TAREFAS PROPOSTAS
**1.** Liste todos os atores que constam do elenco na resenha sobre Sanjuro.
**2.** Informe se cada afirmação abaixo está de acordo com a resenha sobre Sanjuro. Responda sim ou não e cite literalmente as palavras da resenha que decidem a questão. (a) O filme tem 96 minutos de duração. (b) Os samurais idealistas reunidos no templo são doze. (c) Sanjûrô se recusa a pedir dinheiro depois de concluir um serviço.
**3.** Retome a resenha sobre Sanjuro a partir do ponto em que ela termina.

TEXTO FORNECIDO
# # # # #

Tsubaki Sanjûrô, Japão, 1962. Direção: Akira Kurosawa. Roteiro: Ryûzô Kikushima, Hideo Oguni e Akira Kurosawa. Elenco: Toshirô Mifune, Tatsuya Nakadai, Keiju Kobayashi, Yûzô Kayama, Takashi Shimura, Masao Shimizu, Yûnosuke Itô. Duração: 96 minutos.

Diretor mais influente e importante da filmografia japonesa, Akira Kurosawa dedicou muitos de seus trabalhos a investigar o estilo de vida do samurai, o bushido, e o rígido e disciplinador código de honra cuja transgressão implicava no seppuku, ritual suicida onde o guerreiro reconhecia a indignidade de sua conduta e escolhia a morte para recuperar o prestígio, praticando o harikari. Em Sanjuro, o cineasta desenvolve o ronin Sanjûrô Tsubaki, não necessariamente a antítese do samurai, mas alguém que ao se desviar sensivelmente daquele caminho, lança nítido olhar naqueles homens de postura sisuda, corte de cabelo característico e habilidade no manejo da espada. 

Nove idealistas samurais, liderados por Izaka (Kayama) e reunidos no templo, planejam desferir golpe contra o tio deste, acusado de estar envolvido com corrupção. Satisfeitos com a postura adotada e as  manobras políticas realizadas, no caso a comunicação ao superintendente do clã Kikui (Shimizu), os jovens, acusados de traição, vêem-se encurralados pelos guerreiros chefiados por Muroto (Nakadai). Diante desta delicada situação, aparece Sanjûrô (Mifune), que repousando no templo, havia escutado o que havia sido discutido. Decidido a auxiliar os jovens, revelando o autêntico vilão do imbróglio, o ronin se livra momentaneamente da horda de Muroto e, embora visto com desconfiança por desrespeitar o bushido, parte para ajudá-los a desmascarar e derrotar Kikui.

Figura hipnótica e enigmática, Sanjûrô é um ronin competente, avesso a costumes samurais: seu corte de cabelo desgranhado foge aos padrões dos demais e ele não se incomoda em pedir dinheiro depois da conclusão de um serviço, o que é uma ofensa grave no meio daquela cultura. Resistente à violência, o que deixa claro ao evitar o derramamento de sangue excessivo (ao fazê-lo, repreende duramente os que indiretamente provocaram o massacre, concretizando o ditado: “a espada de um amigo estúpido é pior do que a de um inimigo”), Sanjûrô está sempre esfomeado e preguiçoso, bocejando e se espreguiçando. Também diverte a lei do menor esforço adotada, aproveitando a menor brecha deixada para repousar a cabeça ou recostar o corpo.

# # # # #

TRECHOS DOS REGISTROS
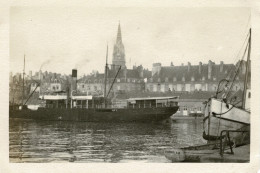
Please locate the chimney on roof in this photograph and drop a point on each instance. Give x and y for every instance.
(74, 80)
(200, 67)
(221, 66)
(30, 74)
(209, 69)
(156, 68)
(140, 70)
(40, 75)
(189, 66)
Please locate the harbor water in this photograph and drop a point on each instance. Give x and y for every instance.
(62, 141)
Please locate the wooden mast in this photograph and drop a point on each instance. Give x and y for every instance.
(23, 78)
(105, 88)
(247, 68)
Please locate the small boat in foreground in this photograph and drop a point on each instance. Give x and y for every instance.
(225, 122)
(191, 153)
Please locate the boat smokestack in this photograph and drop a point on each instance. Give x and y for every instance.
(74, 80)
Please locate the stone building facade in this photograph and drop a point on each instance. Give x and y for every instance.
(191, 78)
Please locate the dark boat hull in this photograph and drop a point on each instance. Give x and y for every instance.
(96, 115)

# # # # #

RESPOSTAS DADAS
**1.** Toshirô Mifune, Tatsuya Nakadai, Keiju Kobayashi, Yûzô Kayama, Takashi Shimura, Masao Shimizu e Yûnosuke Itô.

**2.**
(a) Sim: "Duração: 96 minutos."
(b) Não: "Nove idealistas samurais, liderados por Izaka (Kayama) e reunidos no templo".
(c) Não: "ele não se incomoda em pedir dinheiro depois da conclusão de um serviço".

**3.**
Mas, é o estratagema elaborado o que há de mais peculiar na sua conduta: antevendo os passos do clã de Muroto igual a um enxadrista nato, Sanjûrô põe-se na condição de espectador e enxerga com clareza o panorama completo de suas atividades, apesar dos outros nove comparsas não compreenderem o que ele está planejando. Como poderiam? Sanjûrô é a espécie de herói que levanta mais suspeitas do que inspira confiança, e ignorar as tradições milenares apenas contribui para que não seja visto dignamente. Esta imagem dúbia persiste apenas no imaginário suspeitoso, pois Kurosawa sempre enquadra seu herói em posição de destaque, ou dominando o primeiro plano ou desdenhando as ações dos demais a partir de gestos simples, o que inclusive reforça a sua condição de pária. Assim, ao longo de uma discussão acalorada, Sanjûrô despreocupadamente acompanha com os dedos os contornos de uma flor na parede ignorando completamente o que houvera sido decidido, para surpresa de um estupefato Kurofuji.

Comoção parecida é provocada no espectador ao descobrir o maiúsculo senso de humor da narrativa: o espirituoso soldado inimigo tomado como refém e aprisionado no armário é dono de momentos de ímpar genialidade. Já a comemoração silenciosa dos nove samurais após uma descoberta importante ou a montagem repetitiva de Sanjûrô acordando ao som da batida da porta levam-nos a refletir a espécie de produto que Kurosawa fabricara pois, mascarado por escassos duelos de espada, o filme se destaca realmente por seu potencial cômico. Ora, muitos plot points são desenvolvidos a partir do atrapalhado comportamento daqueles que mexem as cordas dos obedientes guerreiros, e notar que Kikui não sabe o que fazer revela demais sobre a condição dos nossos líderes.

Talvez, por causa disso, que Sanjuro não seja completamente satisfatório. A maneira com que costura as pontas da narrativa é decepcionante, exigindo observações esporádicas de alguém alheio ao combate; as camélias no rio revelando uma importante localização e o esconderijo no segundo piso do templo são soluções convenientes para superar os muros construídos pelo próprio Kurosawa. Por sua vez, a luta final falha em causar impacto, apesar da energia dos envolvidos, mas não deixa de ser curioso verificar o longo e silencioso estudo mútuo antes de desembainhar a espada, remetendo o espectador mais atento aos faroestes spaghetti de Sérgio Leone (uma das inspirações do cineasta italiano era justamente a obra de Kurosawa).

Ao fim, porém, resta na memória a imagem imponente, cínica, ferina e, à sua forma, melancólica, de um personagem cujo nome disfarça a alegoria para aquilo que ele realmente é: um samurai sem nome e sem rumo. Um personagem forte este tal de Sanjuro!


Esta crítica integra o especial do Cinema com Crítica que celebra clássicos que completaram 50 anos de idade. Na próxima edição, Círculo do Medo.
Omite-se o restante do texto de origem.